WORK REQUIRED ->
Print each entry verbatim.

Records excerpted from a collection

###

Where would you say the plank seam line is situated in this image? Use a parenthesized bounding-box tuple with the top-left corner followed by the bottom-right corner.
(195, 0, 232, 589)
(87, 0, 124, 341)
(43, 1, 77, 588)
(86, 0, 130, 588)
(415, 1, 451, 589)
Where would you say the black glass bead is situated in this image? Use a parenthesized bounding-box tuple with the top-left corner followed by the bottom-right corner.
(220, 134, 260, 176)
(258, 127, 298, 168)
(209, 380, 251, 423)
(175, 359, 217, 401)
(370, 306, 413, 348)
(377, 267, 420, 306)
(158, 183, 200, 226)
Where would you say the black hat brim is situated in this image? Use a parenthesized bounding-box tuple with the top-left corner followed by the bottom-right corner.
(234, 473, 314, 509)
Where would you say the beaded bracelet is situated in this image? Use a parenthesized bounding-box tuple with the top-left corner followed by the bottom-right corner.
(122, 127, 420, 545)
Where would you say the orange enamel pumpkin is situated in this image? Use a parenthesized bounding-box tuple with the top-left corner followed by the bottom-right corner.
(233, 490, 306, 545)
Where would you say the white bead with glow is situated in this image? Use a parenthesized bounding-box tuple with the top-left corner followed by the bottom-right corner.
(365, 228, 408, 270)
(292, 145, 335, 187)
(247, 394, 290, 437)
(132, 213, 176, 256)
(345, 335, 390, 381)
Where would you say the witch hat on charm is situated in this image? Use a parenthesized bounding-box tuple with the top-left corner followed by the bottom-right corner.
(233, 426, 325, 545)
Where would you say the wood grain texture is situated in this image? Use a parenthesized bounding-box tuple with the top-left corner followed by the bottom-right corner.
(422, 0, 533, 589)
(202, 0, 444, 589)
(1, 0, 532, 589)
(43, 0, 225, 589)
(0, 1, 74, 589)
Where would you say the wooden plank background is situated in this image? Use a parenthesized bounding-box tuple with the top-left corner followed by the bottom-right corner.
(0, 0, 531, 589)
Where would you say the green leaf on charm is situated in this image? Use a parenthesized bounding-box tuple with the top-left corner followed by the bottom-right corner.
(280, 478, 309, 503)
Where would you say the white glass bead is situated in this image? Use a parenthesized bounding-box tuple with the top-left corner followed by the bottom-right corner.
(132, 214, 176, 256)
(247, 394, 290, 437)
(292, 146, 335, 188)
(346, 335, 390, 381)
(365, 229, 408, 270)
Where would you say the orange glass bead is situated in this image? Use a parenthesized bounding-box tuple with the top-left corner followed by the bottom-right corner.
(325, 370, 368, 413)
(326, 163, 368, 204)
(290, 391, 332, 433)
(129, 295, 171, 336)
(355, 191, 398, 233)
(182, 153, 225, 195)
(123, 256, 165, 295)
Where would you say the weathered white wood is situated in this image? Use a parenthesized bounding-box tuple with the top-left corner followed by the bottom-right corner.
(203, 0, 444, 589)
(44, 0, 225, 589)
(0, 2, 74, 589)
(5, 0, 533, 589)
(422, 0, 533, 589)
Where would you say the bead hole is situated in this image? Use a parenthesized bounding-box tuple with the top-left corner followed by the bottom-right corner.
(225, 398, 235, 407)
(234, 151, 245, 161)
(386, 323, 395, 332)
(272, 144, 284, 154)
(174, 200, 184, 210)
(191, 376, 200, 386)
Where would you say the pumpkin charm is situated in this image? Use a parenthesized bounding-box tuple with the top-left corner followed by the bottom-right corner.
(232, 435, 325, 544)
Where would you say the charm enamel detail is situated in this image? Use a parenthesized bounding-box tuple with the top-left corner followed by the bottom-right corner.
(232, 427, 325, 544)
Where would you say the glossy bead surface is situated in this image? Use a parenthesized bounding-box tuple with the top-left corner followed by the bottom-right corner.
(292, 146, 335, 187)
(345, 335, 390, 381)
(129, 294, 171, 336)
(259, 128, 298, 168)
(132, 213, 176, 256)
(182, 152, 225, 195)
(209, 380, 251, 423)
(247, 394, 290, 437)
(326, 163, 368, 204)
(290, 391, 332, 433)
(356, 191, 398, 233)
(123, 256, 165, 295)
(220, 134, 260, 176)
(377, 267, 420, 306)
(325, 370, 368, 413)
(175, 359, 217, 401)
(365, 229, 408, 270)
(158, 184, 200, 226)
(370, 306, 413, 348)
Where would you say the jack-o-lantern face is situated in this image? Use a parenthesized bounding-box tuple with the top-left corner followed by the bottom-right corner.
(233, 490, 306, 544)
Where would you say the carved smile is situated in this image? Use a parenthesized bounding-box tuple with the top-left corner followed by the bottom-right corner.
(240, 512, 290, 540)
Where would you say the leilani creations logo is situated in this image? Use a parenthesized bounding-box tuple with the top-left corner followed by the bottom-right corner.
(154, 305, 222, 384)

###

ANSWER SPACE ->
Where would you say the plank seam line is situated in this image? Use a parenthesized bounding-box tuple with the top-left corner followed by the bottom-right corner.
(195, 0, 232, 589)
(87, 0, 124, 341)
(43, 1, 77, 588)
(86, 0, 130, 588)
(415, 1, 451, 589)
Where would you say the black glass bead is situated in this image? Use a parenthesized bounding-box tuple with the top-left corner followed by the bottom-right corner.
(220, 134, 260, 176)
(258, 127, 298, 168)
(209, 380, 251, 423)
(175, 359, 217, 401)
(370, 306, 413, 348)
(377, 267, 420, 306)
(158, 183, 200, 226)
Where would you say the black hat brim is situated in this image? Use a parenthesized bounding-box tuple with the top-left corner followed by the bottom-right corner.
(234, 473, 314, 509)
Where would you say the beaded bracelet is situated in this image? Use a parenthesized bounding-box tuple with the top-left corner followed by the bottom-right corner.
(122, 127, 420, 545)
Where would you say the orange enamel pumpkin is situated in this image? Use a parenthesized bounding-box tuple with the top-left corner followed by the bottom-right corner.
(233, 490, 306, 545)
Where would you say the white bead with glow is situated in this image? Use a parenthesized bounding-box tuple with the top-left corner followed by the bottom-right corner.
(365, 228, 408, 270)
(292, 145, 335, 187)
(247, 394, 290, 437)
(132, 213, 176, 256)
(345, 335, 390, 381)
Where would you say the witch hat on charm is situated in this image? Use a parenthesized bounding-box tuple with the top-left corner followed by the bottom-right corner.
(233, 426, 325, 545)
Where would you say the wood grain texture is situated in this image? Use a parenthesized bounding-box tuple with the top-left corner followed by the bottom-right corner.
(422, 0, 533, 589)
(202, 0, 444, 589)
(1, 0, 532, 589)
(43, 0, 225, 589)
(0, 1, 74, 589)
Where would you say the wooden plank background is situated in this image? Use a parenthesized bounding-box tuple with the top-left corner followed by the bottom-right corner.
(0, 0, 531, 589)
Where would you say the green leaf on charm is situated in this image? Use a parenthesized bounding-box tuple with the top-left corner followed by the bottom-right corner.
(280, 478, 309, 503)
Where would you say the white glass bead is situated in this image? Use a parenthesized bounding-box tuple with the top-left corner followed by the bottom-right corner.
(132, 214, 176, 256)
(247, 394, 290, 437)
(292, 146, 335, 188)
(346, 335, 390, 381)
(365, 229, 408, 270)
Where would you say the orange glass bead is situated in this image? Use a parenthesized bounding-box tuple with the top-left corner followed by the bottom-right corner.
(325, 370, 368, 413)
(326, 163, 368, 204)
(290, 391, 332, 433)
(129, 295, 171, 336)
(355, 191, 398, 233)
(182, 153, 225, 195)
(123, 256, 165, 295)
Where would you say the weathered white wood is situated in this image? Use a parenthesized bounding-box tuple with the top-left corner followed by the bottom-right corner.
(203, 0, 444, 589)
(44, 0, 225, 589)
(0, 2, 74, 589)
(5, 0, 533, 589)
(422, 0, 533, 589)
Where would you say the bead hole is situated in this image? Use a parenthesized bounding-box tuple with the top-left corner followed by the bottom-right corner.
(225, 398, 235, 407)
(234, 151, 245, 161)
(386, 323, 395, 332)
(272, 144, 284, 154)
(174, 200, 184, 210)
(191, 376, 200, 386)
Where would you say the pumpkin charm is situated in this image? Use a parenthesized bounding-box tuple with the top-left corner followed by the bottom-right corner.
(232, 435, 325, 544)
Where would you say the charm enamel detail is situated in this image? Use a parenthesized bounding-box tuple with the top-left corner followed by the bottom-right corner.
(232, 427, 325, 544)
Where would you say the glossy bead surface is situated in this image? Use a parenthesized bounding-box tuple with the top-left corner followed by the bottom-right corner.
(292, 146, 335, 187)
(345, 335, 390, 381)
(129, 294, 171, 336)
(259, 128, 298, 168)
(132, 213, 176, 256)
(182, 152, 225, 195)
(209, 380, 251, 423)
(247, 394, 290, 437)
(326, 163, 368, 204)
(290, 391, 332, 433)
(356, 191, 398, 233)
(123, 256, 165, 295)
(220, 134, 260, 176)
(377, 267, 420, 306)
(325, 370, 368, 413)
(175, 359, 217, 401)
(365, 229, 408, 270)
(158, 184, 200, 226)
(370, 306, 413, 348)
Where would you say the jack-o-lantern face is situated in this image? Use a parenthesized bounding-box tuple with the top-left corner followed by the bottom-right corner.
(233, 490, 306, 544)
Where would you say the carved smile is situated in this image? Use a parenthesized bounding-box tuple with the top-left corner followed by the bottom-right corner.
(240, 512, 290, 540)
Where would you say the leilani creations logo is situated in this image? Use a parenthesized bounding-box tuple with the top-left corner followed by the bottom-right corner.
(154, 305, 222, 384)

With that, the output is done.